**Brano**.

○ ○ ○ ○ ○

L’ideale moderno di democrazia si basa su un’idea molto peculiare di legittimazione, diversa da quelle prevalenti nel mondo antico, dove la comunità era la fonte delle norme morali, o nel periodo dal Medioevo alla prima età moderna, quando si faceva appello al diritto divino dei re. Il concetto moderno di legittimazione è strettamente connesso alla libertà. Esso è chiamato in causa per spiegare perché individui, nati liberi e uguali, sacrifichino la loro libertà nello stato di natura senza legge, in cambio della libertà acquisita in associazione con gli altri, in una condizione civile governata da leggi. Questa idea di legittimazione democratica spiega anche perché, in circostanze d’emergenza, lo Stato – e solo lo Stato – abbia l’autorità di sospendere o restringere temporaneamente quelle libertà fondamentali, la cui protezione è la ragione della sua stessa fondazione: la libertà di movimento, di associazione o di voto.
La maggior parte di queste libertà è, in teoria, garantita nei documenti fondativi della maggior parte delle democrazie liberali esistenti. Molte, se non tutte, sono state sospese o limitate nell’ambito delle misure d’emergenza invocate per affrontare le crisi che abbiamo attraversato di recente: insicurezza finanziaria, emergenza sanitaria, guerra e così via. Le emergenze sono di solito fenomeni di breve periodo, ma segnalano qualcosa di importante sul lungo periodo. Il governo d’emergenza crea un precedente per la concentrazione del potere nelle mani di pochi – esperti scientifici, agenzie che controllano i dati, élite economiche e politiche – che continueranno a fare leva sull’autorità dello Stato per esigere l’obbedienza di tutti, offrendo protezione solo ad alcuni.

○ ○ ○ ○ ○

**Dati**.
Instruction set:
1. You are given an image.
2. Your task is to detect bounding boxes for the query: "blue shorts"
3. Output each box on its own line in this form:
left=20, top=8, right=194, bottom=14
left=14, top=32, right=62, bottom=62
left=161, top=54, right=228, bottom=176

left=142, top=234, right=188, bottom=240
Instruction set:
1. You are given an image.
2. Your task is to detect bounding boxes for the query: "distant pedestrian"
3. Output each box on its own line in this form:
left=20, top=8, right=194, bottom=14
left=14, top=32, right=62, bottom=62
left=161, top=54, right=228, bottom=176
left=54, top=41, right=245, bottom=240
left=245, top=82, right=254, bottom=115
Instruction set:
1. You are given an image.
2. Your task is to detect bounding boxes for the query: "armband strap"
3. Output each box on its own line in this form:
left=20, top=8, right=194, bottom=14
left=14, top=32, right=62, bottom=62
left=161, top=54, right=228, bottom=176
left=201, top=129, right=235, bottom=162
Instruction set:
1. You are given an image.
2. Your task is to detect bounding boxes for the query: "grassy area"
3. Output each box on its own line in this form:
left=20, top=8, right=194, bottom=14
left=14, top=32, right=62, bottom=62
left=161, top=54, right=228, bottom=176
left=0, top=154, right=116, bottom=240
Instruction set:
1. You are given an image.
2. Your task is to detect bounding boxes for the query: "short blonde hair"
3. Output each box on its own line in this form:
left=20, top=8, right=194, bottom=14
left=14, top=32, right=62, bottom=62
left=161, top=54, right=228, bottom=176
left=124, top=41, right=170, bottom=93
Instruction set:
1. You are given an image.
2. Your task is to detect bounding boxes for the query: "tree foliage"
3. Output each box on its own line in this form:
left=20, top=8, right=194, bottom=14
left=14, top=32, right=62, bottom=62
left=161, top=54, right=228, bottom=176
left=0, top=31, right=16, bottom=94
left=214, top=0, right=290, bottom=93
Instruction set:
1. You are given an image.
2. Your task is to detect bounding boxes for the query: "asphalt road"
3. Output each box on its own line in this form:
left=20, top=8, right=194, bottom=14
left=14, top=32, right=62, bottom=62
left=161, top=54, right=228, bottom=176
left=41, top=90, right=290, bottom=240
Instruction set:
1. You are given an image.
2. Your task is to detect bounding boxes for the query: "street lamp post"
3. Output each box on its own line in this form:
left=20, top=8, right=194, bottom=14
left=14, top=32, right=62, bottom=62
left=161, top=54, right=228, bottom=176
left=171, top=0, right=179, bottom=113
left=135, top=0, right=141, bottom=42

○ ○ ○ ○ ○

**Consegne**.
1) Rispondi alle seguenti domande sul brano dedicato alla legittimazione democratica.
(a) Nel mondo antico, quale era la fonte delle norme morali?
(b) Quali libertà fondamentali vengono indicate come esempi di quelle che lo Stato può sospendere o restringere in circostanze d'emergenza?
(c) Quali crisi recenti vengono elencate?
2) Prosegui il brano sulla legittimazione democratica dopo la sua ultima frase.

**Risposte attese**.
1)
(a) La comunità.
(b) La libertà di movimento, di associazione e di voto.
(c) L'insicurezza finanziaria, l'emergenza sanitaria e la guerra.

2)
Ecco perché la questione della libertà è connessa alla sfida di ripensare i fondamenti della democrazia alla luce delle nostre esperienze storiche. Il fallimento del socialismo nell’Europa orientale ci ha insegnato che alcune libertà – di parola, di pensiero, di protesta, di associazione, di movimento – non sono negoziabili. Ma dobbiamo affiancare a una solida tutela di queste libertà di prima generazione, garanzie altrettanto solide per le libertà sociali: la libertà di prosperare, di realizzare il potenziale morale delle persone. In altre parole, queste libertà di prima generazione devono essere significative. La libertà di pensiero è importante, ma a cosa equivale quando le persone non hanno accesso alla cultura? Che cosa significa quando tutti i nostri pensieri sono disciplinati dal flusso di dati attraverso algoritmi che consentono alle imprese private di trarne profitto?
Pertanto, un confronto effettivo con la libertà richiede di ripensare i fondamenti della democrazia. A tal fine, dobbiamo rivedere il rapporto tra liberalismo e capitalismo e considerare la coppia come un fenomeno storico, con tutte le promesse e i fallimenti che ha comportato.
Non è un compito facile. Il liberalismo è una “chiesa” ampia. E non coincide con il capitalismo. Il capitalismo è un insieme di relazioni politiche ed economiche; il liberalismo è un insieme di idee. Sebbene il capitalismo non sarebbe quello che è senza il sostegno delle teorie liberali, non tutte le teorie liberali sostengono il capitalismo. Liberali progressisti da John Stuart Mill a John Rawls sono stati critici del capitalismo; spesso hanno difeso forme alternative di organizzazione sociale, come la “property-owning democracy” e il socialismo liberale.
Ciò colloca il liberalismo in una posizione curiosa: nella misura in cui il liberalismo viaggia con il capitalismo, è un fenomeno storico. Nella misura in cui se ne distacca o lo qualifica, è un ideale sociale. Il liberalismo ha un’idea centrale, la libertà, e una promessa centrale: la libertà dalla paura. Per i liberali progressisti la domanda è: il fallimento del capitalismo deve essere considerato un fallimento del liberalismo? E se il liberalismo dev’essere inteso come un ideale piuttosto che come la realtà sotto cui viviamo, fino a che punto gli incontri storici tra capitalismo, socialismo, fascismo, democrazia, teocrazia e populismo mettono in discussione l’intero progetto liberale?
A mio avviso, il liberalismo non può garantire la libertà dalla paura perché le società liberali, nel loro incontro con le strutture economiche capitalistiche, producono patologie proprie, diverse dalla paura del dispotismo o dell’intolleranza che il liberalismo avversa, e tuttavia distruttive a loro volta.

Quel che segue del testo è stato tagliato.